- Data to examine:

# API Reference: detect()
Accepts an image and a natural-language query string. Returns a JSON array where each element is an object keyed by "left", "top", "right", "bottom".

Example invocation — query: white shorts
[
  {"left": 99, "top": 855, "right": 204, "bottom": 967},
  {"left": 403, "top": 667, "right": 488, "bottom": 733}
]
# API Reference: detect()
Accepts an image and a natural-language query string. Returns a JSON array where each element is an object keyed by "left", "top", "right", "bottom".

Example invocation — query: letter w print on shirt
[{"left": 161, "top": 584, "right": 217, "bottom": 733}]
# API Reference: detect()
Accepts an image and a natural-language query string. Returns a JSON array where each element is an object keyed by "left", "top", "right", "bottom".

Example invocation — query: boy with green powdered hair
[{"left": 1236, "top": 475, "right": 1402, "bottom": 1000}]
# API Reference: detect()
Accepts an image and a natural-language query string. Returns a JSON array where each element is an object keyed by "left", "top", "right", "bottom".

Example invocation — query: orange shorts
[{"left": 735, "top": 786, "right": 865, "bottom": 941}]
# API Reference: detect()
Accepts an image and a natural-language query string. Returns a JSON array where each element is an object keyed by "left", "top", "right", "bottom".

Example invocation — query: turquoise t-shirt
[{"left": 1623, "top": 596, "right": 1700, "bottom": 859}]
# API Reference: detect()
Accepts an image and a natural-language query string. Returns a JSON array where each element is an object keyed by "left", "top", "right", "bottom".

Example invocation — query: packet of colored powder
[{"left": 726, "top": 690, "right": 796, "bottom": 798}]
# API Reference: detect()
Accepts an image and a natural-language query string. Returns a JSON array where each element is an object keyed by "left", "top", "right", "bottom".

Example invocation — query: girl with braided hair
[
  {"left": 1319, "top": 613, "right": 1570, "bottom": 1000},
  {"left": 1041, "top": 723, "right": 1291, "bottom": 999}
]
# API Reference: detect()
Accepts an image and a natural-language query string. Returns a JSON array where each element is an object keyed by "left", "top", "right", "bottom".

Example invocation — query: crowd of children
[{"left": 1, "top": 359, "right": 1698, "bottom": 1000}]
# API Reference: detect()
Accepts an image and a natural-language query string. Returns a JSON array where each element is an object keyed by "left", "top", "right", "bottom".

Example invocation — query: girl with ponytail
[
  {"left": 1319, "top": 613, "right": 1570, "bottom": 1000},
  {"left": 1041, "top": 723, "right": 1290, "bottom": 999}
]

- Exercise goal: Copy each line of the data exactly, please.

- Answer box:
# API Reference: detect()
Accepts an image and a natural-language query string. Returns a JSON array where each element is an object keyed by "left", "top", "right", "bottom".

Example invocation — query: white shorts
[
  {"left": 99, "top": 855, "right": 204, "bottom": 967},
  {"left": 403, "top": 667, "right": 488, "bottom": 733}
]
# API Reference: detect()
Accepts an image and a natural-language query string. Returns a JSON array where each element is an object keyed by "left", "top", "right", "bottom".

Example invocation — query: letter w print on shirt
[{"left": 161, "top": 584, "right": 217, "bottom": 733}]
# API Reference: detect()
Accepts an image and a natural-language query string. Returns a JSON array where each element is an object keyed by "left", "top", "right", "bottom".

Example invocation — query: boy with green powdered hair
[{"left": 1236, "top": 475, "right": 1402, "bottom": 1000}]
# API Reference: detect()
Accepts an image and a natural-language query string. Returns a JSON array where each element is an object keyed by "left", "top", "right", "bottom".

Example invocation — query: orange shorts
[{"left": 735, "top": 786, "right": 865, "bottom": 941}]
# API Reference: detect()
Accepts an image and a natural-language query string. Returns a JSON array where each element is an object keyed by "left", "top", "right", "bottom".

Example invocation — query: turquoise t-shirt
[{"left": 1623, "top": 596, "right": 1700, "bottom": 859}]
# API Reference: detect()
Accepts an image and a natural-language query string. Returns a JSON array where each element is an object keyed by "left", "top", "right", "bottom".

Example invocation — query: packet of colored powder
[{"left": 726, "top": 690, "right": 796, "bottom": 798}]
# API Reference: detect()
Accepts an image and a natural-language query string. Returns a JSON array where each element is an object keyed by "left", "top", "right", "bottom".

Example invocation — query: girl with braided hair
[
  {"left": 1319, "top": 613, "right": 1570, "bottom": 1000},
  {"left": 1041, "top": 723, "right": 1291, "bottom": 999}
]
# API Reference: detect()
Accepts an image and a natural-language query string. Returns a JSON array where each element is an object keyed by "left", "top", "right", "bottom".

Example invocation — query: crowd of children
[{"left": 1, "top": 359, "right": 1698, "bottom": 1000}]
# API Reference: detect()
Accepts an image and a natural-language query string. Returns a JSON array where each element is an object keyed by "left", "top", "right", "bottom".

Example invocation — query: girl with ponytail
[
  {"left": 1319, "top": 613, "right": 1570, "bottom": 1000},
  {"left": 1041, "top": 723, "right": 1290, "bottom": 999}
]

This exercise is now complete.